▶ INSTRUCTIONS FOR THE TASK: Please return each line of the listing exactly as given.

+--

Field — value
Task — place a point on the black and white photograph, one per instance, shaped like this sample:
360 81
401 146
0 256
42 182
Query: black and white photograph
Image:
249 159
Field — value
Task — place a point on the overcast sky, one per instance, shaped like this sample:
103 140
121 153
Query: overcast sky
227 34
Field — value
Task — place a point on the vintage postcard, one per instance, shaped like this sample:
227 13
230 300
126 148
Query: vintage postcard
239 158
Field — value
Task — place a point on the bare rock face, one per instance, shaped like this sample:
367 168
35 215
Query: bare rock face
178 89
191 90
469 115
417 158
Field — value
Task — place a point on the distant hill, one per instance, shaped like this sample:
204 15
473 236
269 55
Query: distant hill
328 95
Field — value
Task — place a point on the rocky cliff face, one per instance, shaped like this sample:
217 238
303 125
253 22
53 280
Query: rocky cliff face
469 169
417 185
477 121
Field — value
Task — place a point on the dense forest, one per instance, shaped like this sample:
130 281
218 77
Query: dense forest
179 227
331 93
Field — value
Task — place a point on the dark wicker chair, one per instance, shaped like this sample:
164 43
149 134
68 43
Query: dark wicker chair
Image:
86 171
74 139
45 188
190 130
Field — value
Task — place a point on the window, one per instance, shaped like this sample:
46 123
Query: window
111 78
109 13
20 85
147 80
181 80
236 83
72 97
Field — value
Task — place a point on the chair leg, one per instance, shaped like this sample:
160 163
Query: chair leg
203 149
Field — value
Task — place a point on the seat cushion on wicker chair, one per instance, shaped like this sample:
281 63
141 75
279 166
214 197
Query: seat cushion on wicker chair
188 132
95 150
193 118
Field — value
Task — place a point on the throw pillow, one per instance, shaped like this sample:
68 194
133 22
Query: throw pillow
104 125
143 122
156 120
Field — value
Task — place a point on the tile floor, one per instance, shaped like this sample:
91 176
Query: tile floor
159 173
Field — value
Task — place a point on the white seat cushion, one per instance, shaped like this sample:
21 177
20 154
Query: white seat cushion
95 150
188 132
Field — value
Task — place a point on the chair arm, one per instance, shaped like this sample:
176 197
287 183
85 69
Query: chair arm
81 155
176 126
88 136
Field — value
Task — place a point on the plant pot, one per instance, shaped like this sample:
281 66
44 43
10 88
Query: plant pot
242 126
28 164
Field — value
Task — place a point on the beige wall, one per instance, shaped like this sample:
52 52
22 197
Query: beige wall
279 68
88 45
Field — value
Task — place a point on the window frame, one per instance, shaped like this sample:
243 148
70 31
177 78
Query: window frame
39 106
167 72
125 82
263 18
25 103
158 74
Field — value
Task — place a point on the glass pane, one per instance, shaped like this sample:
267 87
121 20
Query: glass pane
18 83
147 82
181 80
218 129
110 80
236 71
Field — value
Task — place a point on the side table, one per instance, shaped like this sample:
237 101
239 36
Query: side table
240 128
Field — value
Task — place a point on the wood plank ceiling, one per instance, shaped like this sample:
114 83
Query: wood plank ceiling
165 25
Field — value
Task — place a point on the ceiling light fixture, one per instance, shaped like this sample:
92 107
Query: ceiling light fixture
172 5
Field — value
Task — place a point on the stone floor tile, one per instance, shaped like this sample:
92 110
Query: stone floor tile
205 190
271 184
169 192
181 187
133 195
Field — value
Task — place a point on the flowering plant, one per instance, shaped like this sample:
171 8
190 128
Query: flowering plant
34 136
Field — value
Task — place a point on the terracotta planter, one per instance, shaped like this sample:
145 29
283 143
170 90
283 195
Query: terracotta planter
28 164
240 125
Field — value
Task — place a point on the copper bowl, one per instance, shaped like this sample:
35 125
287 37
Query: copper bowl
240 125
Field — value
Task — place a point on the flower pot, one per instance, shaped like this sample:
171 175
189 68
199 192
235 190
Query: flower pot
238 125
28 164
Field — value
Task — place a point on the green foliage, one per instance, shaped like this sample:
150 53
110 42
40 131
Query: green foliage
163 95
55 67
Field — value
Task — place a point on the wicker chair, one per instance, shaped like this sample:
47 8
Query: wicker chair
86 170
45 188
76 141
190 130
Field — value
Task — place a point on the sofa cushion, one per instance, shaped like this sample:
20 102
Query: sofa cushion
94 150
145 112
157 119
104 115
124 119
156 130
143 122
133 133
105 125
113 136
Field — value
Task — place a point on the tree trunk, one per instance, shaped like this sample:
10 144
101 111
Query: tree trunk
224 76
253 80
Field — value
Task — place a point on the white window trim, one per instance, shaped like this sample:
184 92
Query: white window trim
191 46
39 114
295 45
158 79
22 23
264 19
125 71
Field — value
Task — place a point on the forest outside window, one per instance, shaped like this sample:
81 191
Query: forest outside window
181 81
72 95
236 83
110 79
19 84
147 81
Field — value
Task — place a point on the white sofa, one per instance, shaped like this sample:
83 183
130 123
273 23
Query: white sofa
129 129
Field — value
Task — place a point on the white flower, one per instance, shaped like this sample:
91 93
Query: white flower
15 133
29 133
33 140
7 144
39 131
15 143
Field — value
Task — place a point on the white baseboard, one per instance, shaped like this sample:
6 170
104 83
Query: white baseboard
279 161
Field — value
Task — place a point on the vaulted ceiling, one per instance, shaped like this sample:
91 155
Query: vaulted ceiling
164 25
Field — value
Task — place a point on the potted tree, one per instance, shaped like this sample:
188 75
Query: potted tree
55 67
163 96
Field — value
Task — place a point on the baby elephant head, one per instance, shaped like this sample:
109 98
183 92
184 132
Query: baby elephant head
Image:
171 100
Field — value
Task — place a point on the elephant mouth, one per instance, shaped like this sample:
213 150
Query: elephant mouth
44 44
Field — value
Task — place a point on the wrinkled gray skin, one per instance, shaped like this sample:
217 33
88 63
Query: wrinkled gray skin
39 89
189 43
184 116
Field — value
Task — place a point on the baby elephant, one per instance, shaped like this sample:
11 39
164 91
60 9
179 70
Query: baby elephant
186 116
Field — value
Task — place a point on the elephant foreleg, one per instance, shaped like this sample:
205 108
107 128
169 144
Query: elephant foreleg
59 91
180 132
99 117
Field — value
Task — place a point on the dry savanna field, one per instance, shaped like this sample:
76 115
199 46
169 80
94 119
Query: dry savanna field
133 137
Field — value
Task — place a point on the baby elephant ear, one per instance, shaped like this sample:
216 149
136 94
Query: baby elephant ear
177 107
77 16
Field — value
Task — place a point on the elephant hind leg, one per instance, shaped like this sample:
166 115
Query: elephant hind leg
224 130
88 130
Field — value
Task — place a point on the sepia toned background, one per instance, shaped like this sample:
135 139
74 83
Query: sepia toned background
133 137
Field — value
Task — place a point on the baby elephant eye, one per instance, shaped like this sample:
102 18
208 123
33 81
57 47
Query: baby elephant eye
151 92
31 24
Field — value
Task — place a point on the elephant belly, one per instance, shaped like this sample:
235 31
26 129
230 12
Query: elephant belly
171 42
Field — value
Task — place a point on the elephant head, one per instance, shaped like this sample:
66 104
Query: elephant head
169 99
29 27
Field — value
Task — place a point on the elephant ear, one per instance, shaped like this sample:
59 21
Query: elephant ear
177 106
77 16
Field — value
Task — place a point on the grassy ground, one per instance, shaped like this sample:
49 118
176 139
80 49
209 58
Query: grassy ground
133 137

+--

▶ EXERCISE RESPONSE:
Field — value
Task — place a point on the black and white photograph, one per instance, shaped like this sample:
360 81
401 146
0 256
42 182
Query: black and white photograph
Image:
249 159
Field — value
Task — place a point on the overcast sky, one per instance, shaped like this sample:
103 140
121 153
Query: overcast sky
227 34
Field — value
Task — place a point on the vintage postcard, one per instance, shaped like this sample:
227 13
230 300
126 148
Query: vintage postcard
239 158
Field — value
Task — place a point on the bare rock face, one per instance, shaped like this sample:
367 168
35 215
Query: bare rock face
178 89
191 90
469 115
417 158
Field — value
Task — place a point on the distant hill, one per instance, shaped like this sample:
204 15
473 236
269 55
Query: distant hill
328 95
Field — value
Task — place a point on the rocky cliff face, one per instance, shaped like this sample:
217 238
303 125
253 22
53 280
Query: rocky cliff face
469 169
417 185
477 121
Field — value
Task — place a point on the dense forest, one per instance, shaped like this sample:
130 281
218 77
Query: dense forest
179 227
331 93
Field — value
Task — place a point on the dark wicker chair, one per instance, shaped like this sample:
164 43
149 134
68 43
Query: dark wicker chair
Image:
86 171
74 139
45 188
190 130
Field — value
Task — place a point on the window, one per instance, shaped like this sample:
46 123
Query: window
111 78
109 13
20 85
147 80
181 80
236 83
72 97
Field — value
Task — place a point on the chair leg, one per instance, shaped like this sample:
160 163
Query: chair leg
203 149
Field — value
Task — place a point on the seat cushion on wicker chair, one per instance, shaped like this sample:
281 63
141 75
279 166
214 197
Query: seat cushion on wicker chair
188 132
95 150
193 118
Field — value
Task — place a point on the throw pillow, one per instance, shaped like this sample:
68 194
133 22
Query: throw pillow
104 125
143 122
156 120
Field — value
Task — place a point on the tile floor, one per instance, shaped like this sample:
91 176
Query: tile floor
159 173
Field — value
Task — place a point on the white seat cushion, one per instance, shaped like this sample:
21 177
20 154
Query: white seat cushion
95 150
188 132
Field — value
Task — place a point on the chair arm, one per instance, shaped like this sample:
176 197
287 183
85 69
Query: chair arm
81 155
176 126
88 136
Field — value
Task — place a point on the plant pot, one per instance, shaped like this sample:
281 66
44 43
10 88
Query: plant pot
242 126
28 164
Field — value
Task — place a point on the beige wall, one per instance, shaped like this sample:
52 52
22 197
Query: beige wall
279 68
88 45
Field — value
Task — place a point on the window frame, one per instance, shaped like this sample:
243 148
70 31
177 78
Query: window frame
39 106
167 72
125 82
263 18
25 103
158 74
Field — value
Task — place a point on the glass pane, one per instance, shaped like this sample:
267 87
121 20
Query: glass pane
18 83
147 82
181 80
218 129
110 80
236 71
Field — value
Task — place a point on the side table, one per instance, shaped like this sample:
237 101
239 36
Query: side table
240 128
Field — value
Task — place a point on the wood plank ceiling, one per instance, shaped like this sample:
114 83
Query: wood plank ceiling
165 25
Field — value
Task — place a point on the ceiling light fixture, one per instance, shaped like this sample:
92 107
Query: ceiling light fixture
172 5
Field — value
Task — place a point on the stone floor tile, one per instance, shaped like this sample:
92 110
Query: stone floor tile
205 190
271 184
169 192
181 187
133 195
Field — value
Task — place a point on the flowering plant, one per instance, shaped like this sample:
171 8
190 128
Query: flowering plant
34 136
Field — value
Task — place a point on the terracotta planter, one per instance, shaped like this sample:
145 29
283 143
170 90
283 195
Query: terracotta planter
28 164
240 125
Field — value
Task — place a point on the copper bowl, one per instance, shaped like this sample:
35 125
287 37
Query: copper bowl
240 125
Field — value
Task — place a point on the flower pot, one per instance, shaped like this sample:
171 175
189 68
199 192
235 190
Query: flower pot
238 125
28 164
Field — value
Task — place a point on the green foliage, one per instance, shaped like this sample:
150 53
110 42
40 131
Query: green foliage
163 95
55 67
Field — value
Task — place a point on the wicker chair, one per instance, shaped like this sample:
47 8
Query: wicker chair
86 170
45 188
76 141
190 130
Field — value
Task — place a point on the sofa cushion, one per instance, shaped like this sample:
20 102
Query: sofa cushion
94 150
145 112
157 119
104 115
124 119
156 130
143 122
133 133
105 125
113 136
Field — value
Task — place a point on the tree trunk, one per instance, shaped like this sample:
10 144
101 111
Query: tree trunk
224 76
253 80
Field — value
Task — place a point on the white window trim, one per instance, shaped like this sample:
184 92
Query: white window trim
191 46
39 114
295 45
158 79
22 23
264 19
125 71
Field — value
Task — place a point on the forest outside window, one per instance, shaped like this sample:
81 191
Query: forest outside window
181 81
72 95
236 83
110 79
19 84
147 81
Field — value
Task — place a point on the white sofa, one per instance, shaped like this sample:
83 183
130 123
273 23
Query: white sofa
129 129
Field — value
Task — place a point on the white flower, one per instance, shaped like this sample:
91 93
Query: white flower
15 133
29 133
33 140
7 144
39 131
15 143
Field — value
Task — place a point on the white baseboard, one per instance, shaped like this sample:
6 170
104 83
Query: white baseboard
279 161
Field — value
Task — place a point on the vaulted ceiling, one per instance, shaped like this sample:
91 155
Query: vaulted ceiling
164 25
Field — value
Task — place a point on the potted tree, one per instance, shaped like this sample:
188 75
Query: potted tree
55 67
163 96
Field — value
Task — place a point on the baby elephant head, one per instance, shaped like this sample:
109 98
183 92
184 132
Query: baby elephant head
Image:
171 100
Field — value
Task — place a point on the elephant mouth, one per instance, shaped like this sample:
213 150
Query: elephant mouth
44 44
Field — value
Task — place a point on the wrinkled gray skin, one per instance, shaped like this sample:
217 33
88 63
Query: wrinkled gray skin
39 89
189 43
184 116
Field — value
Task — place a point on the baby elephant, one per instance, shaped like this sample:
11 39
164 91
60 9
179 70
Query: baby elephant
186 116
Field — value
Task — place a point on the elephant foreleg, one per instance, shaped like this sample:
205 108
107 128
169 144
Query: elephant foreleg
59 91
180 132
99 117
Field — value
Task — place a point on the dry savanna field, one per instance, shaped like this sample:
76 115
199 46
169 80
94 119
Query: dry savanna field
133 137
Field — value
Task — place a point on the baby elephant ear, one per instance, shaped like this sample:
216 149
136 94
Query: baby elephant ear
177 107
77 16
Field — value
Task — place a point on the elephant hind leg, one per instance, shaped like this sample:
166 115
Query: elephant hind leg
224 130
88 130
Field — value
Task — place a point on the sepia toned background, one per instance, shaped like this sample:
135 139
74 83
Query: sepia toned background
133 137
Field — value
Task — place a point on the baby elephant eye, one per instance, shaped like this sample:
102 18
208 123
33 81
57 47
Query: baby elephant eye
151 92
31 24
Field — value
Task — place a point on the elephant belly, one per instance, shaped like this sample:
235 31
26 129
230 12
Query: elephant belly
171 42
Field — value
Task — place a point on the elephant head, one per instance, shaped like this sample:
66 104
Query: elephant head
169 99
29 27
Field — value
Task — place a point on the elephant ear, one per instance, shaped like this sample:
59 21
Query: elephant ear
177 106
77 16
Field — value
Task — place a point on the grassy ground, one per instance, shaped like this sample:
49 118
176 139
80 49
209 58
Query: grassy ground
133 137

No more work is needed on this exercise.